* _Task to complete_
Return every row below that contains the string "ruffled", with case counting.

(Extracted data entries)
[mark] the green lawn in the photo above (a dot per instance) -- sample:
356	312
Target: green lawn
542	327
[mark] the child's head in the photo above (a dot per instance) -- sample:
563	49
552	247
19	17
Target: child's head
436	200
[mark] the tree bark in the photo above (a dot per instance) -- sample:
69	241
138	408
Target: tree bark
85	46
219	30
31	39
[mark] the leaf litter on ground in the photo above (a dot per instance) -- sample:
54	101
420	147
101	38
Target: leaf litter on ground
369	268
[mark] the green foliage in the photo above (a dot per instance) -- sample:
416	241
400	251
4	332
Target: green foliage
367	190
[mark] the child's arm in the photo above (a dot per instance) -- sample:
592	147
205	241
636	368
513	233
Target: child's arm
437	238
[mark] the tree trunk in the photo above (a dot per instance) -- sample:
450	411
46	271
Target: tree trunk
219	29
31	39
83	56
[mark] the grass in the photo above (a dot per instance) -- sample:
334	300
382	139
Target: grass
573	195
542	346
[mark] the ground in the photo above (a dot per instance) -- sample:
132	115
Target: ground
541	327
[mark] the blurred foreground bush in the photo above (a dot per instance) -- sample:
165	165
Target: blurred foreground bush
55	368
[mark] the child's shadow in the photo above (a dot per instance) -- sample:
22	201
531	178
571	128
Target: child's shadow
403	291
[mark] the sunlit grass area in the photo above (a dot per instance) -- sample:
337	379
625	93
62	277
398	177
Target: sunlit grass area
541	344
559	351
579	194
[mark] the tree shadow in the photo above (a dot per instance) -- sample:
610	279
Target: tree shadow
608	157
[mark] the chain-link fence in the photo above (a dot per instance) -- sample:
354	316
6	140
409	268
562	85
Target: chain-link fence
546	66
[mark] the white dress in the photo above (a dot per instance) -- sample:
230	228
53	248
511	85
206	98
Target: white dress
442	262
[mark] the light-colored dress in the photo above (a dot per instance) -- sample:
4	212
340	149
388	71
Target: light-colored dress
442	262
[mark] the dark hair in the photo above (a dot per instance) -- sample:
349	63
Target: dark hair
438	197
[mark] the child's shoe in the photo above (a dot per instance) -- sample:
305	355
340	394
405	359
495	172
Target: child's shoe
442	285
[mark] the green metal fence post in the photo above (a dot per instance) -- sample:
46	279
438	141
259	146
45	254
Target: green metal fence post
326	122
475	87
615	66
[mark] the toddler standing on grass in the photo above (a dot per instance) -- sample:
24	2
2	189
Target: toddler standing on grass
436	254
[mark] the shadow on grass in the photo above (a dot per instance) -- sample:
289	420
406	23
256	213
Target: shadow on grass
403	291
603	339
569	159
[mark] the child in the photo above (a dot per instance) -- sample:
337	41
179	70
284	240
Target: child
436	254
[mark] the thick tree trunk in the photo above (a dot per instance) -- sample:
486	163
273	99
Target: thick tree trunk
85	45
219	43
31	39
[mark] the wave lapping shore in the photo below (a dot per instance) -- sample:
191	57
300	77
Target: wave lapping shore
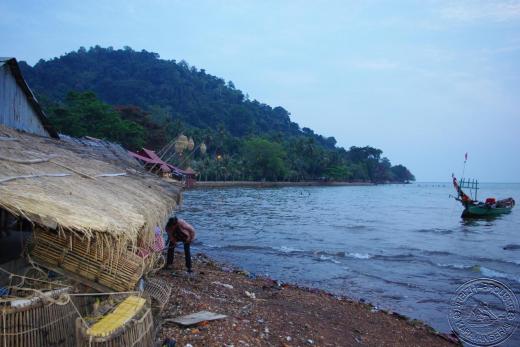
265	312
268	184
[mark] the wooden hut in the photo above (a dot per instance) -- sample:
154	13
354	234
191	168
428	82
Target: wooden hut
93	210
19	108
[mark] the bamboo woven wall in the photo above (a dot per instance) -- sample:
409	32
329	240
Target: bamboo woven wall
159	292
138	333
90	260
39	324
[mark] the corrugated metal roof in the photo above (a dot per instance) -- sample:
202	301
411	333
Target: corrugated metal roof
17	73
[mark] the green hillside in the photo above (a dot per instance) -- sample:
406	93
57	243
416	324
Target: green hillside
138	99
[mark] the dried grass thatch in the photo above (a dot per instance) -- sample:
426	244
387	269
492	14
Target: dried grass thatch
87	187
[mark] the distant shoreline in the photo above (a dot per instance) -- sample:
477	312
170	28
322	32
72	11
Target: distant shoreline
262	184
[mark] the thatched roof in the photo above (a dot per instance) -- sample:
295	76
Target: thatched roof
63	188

--

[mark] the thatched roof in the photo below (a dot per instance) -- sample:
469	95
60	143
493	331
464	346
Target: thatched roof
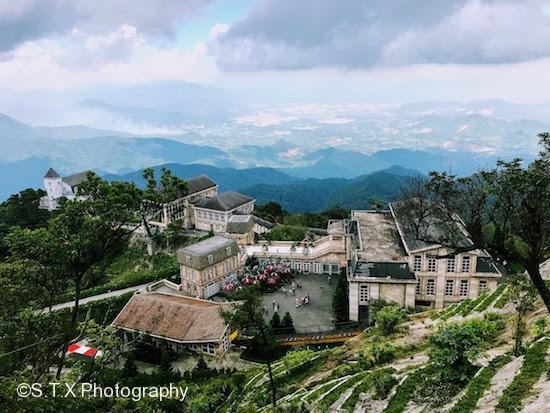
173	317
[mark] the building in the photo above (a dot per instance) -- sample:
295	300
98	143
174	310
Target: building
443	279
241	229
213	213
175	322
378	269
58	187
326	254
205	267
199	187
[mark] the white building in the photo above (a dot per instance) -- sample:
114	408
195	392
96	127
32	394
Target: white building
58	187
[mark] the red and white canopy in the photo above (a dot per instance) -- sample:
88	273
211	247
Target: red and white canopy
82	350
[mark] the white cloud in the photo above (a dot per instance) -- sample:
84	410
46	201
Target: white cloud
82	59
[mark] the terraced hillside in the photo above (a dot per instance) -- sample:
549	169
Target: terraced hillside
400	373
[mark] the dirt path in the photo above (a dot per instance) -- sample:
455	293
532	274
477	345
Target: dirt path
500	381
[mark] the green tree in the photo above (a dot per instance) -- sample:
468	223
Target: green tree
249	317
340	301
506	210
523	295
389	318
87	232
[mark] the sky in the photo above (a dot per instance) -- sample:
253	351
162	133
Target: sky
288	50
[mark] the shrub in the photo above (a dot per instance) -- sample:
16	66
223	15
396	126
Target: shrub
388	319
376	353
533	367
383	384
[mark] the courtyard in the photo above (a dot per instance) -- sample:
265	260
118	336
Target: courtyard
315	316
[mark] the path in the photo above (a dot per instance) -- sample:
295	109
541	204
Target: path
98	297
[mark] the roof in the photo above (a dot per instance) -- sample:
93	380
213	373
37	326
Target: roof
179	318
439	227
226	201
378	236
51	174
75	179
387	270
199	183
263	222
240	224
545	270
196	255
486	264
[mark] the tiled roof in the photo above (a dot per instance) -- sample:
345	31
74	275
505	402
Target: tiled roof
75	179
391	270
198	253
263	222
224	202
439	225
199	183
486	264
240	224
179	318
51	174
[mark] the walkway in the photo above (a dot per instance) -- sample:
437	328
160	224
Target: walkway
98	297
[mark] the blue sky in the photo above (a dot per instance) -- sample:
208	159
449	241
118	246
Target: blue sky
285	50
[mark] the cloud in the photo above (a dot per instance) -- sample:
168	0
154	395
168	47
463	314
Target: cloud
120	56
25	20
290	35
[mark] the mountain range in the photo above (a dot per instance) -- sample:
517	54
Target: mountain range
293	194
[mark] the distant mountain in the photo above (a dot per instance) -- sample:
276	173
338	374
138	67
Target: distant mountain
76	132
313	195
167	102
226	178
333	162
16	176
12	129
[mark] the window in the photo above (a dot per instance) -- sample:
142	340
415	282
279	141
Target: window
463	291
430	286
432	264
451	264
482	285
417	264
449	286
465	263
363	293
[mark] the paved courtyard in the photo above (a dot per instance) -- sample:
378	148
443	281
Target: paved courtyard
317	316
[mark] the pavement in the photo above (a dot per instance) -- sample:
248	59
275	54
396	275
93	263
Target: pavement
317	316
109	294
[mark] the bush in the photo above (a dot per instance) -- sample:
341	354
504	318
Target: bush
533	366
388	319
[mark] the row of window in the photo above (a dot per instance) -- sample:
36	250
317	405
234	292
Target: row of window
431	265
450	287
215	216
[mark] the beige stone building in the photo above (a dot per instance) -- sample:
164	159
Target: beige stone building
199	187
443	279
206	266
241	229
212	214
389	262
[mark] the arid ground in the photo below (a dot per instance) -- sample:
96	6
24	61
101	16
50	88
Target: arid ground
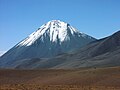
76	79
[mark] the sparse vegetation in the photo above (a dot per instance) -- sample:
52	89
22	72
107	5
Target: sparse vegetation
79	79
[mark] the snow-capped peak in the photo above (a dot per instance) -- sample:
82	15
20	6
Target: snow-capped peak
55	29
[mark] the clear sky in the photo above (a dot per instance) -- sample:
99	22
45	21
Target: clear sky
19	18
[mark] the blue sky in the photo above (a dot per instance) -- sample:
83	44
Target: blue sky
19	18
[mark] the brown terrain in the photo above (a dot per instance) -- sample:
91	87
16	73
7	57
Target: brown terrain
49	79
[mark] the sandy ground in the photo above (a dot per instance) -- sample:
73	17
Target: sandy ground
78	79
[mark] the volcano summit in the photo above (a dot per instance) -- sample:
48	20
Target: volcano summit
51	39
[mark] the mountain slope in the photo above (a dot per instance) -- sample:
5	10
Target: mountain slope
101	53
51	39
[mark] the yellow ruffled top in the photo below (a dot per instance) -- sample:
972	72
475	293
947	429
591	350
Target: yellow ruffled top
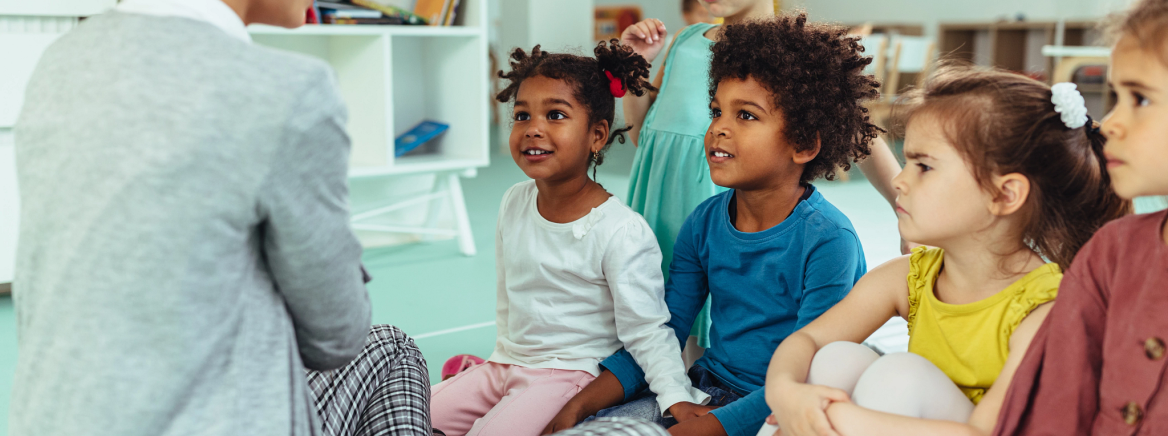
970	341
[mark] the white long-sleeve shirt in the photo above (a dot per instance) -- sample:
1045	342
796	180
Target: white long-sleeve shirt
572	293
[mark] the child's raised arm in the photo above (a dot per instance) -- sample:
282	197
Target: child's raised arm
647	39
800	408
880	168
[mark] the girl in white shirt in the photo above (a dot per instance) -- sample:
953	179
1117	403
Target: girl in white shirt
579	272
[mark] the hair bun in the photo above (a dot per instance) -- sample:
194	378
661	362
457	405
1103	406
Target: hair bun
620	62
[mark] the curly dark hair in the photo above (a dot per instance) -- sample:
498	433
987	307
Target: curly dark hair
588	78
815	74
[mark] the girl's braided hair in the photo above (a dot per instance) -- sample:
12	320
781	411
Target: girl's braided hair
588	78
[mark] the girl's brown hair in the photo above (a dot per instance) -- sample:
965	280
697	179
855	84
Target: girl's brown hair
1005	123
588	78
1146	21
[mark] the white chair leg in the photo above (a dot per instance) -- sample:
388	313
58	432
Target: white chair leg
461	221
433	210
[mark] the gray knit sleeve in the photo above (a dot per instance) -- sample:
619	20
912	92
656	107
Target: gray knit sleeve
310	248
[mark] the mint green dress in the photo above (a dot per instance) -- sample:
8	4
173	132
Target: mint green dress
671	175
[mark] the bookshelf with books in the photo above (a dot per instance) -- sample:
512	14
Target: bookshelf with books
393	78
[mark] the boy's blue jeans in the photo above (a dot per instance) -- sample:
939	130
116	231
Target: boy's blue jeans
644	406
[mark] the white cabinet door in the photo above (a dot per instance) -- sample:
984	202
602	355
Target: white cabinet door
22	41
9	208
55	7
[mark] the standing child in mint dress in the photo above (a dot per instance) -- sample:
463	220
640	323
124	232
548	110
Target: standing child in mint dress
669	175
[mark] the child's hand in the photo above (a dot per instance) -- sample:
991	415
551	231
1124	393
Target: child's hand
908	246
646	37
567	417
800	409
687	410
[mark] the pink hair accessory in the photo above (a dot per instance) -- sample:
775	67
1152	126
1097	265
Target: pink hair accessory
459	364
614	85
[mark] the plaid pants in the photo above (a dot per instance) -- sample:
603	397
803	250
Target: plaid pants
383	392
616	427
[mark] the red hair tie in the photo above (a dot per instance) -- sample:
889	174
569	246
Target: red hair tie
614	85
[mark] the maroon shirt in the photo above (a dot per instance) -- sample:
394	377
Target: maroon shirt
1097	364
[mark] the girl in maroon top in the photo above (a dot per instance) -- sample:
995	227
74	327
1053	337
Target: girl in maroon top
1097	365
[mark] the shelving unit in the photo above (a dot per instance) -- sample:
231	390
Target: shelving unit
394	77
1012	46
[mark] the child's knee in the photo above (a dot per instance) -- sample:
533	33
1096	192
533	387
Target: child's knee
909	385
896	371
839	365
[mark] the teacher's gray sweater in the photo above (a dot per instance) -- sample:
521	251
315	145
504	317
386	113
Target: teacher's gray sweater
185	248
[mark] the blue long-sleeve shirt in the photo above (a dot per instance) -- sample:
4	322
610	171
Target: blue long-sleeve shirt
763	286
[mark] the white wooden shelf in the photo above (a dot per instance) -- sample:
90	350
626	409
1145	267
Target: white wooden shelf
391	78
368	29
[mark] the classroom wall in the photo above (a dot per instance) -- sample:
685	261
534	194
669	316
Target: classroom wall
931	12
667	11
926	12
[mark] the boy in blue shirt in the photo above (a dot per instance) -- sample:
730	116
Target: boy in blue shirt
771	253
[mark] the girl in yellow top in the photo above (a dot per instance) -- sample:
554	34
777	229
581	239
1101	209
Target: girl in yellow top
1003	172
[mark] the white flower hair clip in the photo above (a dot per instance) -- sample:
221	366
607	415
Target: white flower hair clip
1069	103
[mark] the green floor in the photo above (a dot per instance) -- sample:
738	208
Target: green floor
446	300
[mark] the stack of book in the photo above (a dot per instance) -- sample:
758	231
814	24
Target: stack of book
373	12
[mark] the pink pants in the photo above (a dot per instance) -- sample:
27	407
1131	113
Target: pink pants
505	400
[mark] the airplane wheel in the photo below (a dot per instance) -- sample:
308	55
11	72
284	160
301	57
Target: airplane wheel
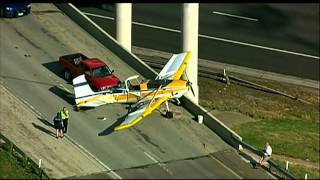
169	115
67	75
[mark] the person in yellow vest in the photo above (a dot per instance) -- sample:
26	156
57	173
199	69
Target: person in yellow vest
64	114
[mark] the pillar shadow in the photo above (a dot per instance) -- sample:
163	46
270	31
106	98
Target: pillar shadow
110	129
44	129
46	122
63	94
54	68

* _Written response_
[mark] the yellow ruffled top in the photo below (a dot per instance) -- sample:
Target: yellow ruffled top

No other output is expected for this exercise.